→ **TASK INSTRUCTIONS**
Rewrite the listing below, swapping "handrail" for "railing" and leaving every other character as it is.

————————

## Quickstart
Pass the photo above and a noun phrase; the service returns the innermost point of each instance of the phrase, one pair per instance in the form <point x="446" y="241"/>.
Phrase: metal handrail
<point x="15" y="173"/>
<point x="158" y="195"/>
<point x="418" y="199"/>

————————

→ **ANSWER BELOW**
## Quickstart
Pass the photo above and a noun phrase; the service returns the innermost point of each instance of the phrase, one pair per instance in the form <point x="446" y="241"/>.
Phrase: metal railing
<point x="15" y="173"/>
<point x="158" y="195"/>
<point x="418" y="199"/>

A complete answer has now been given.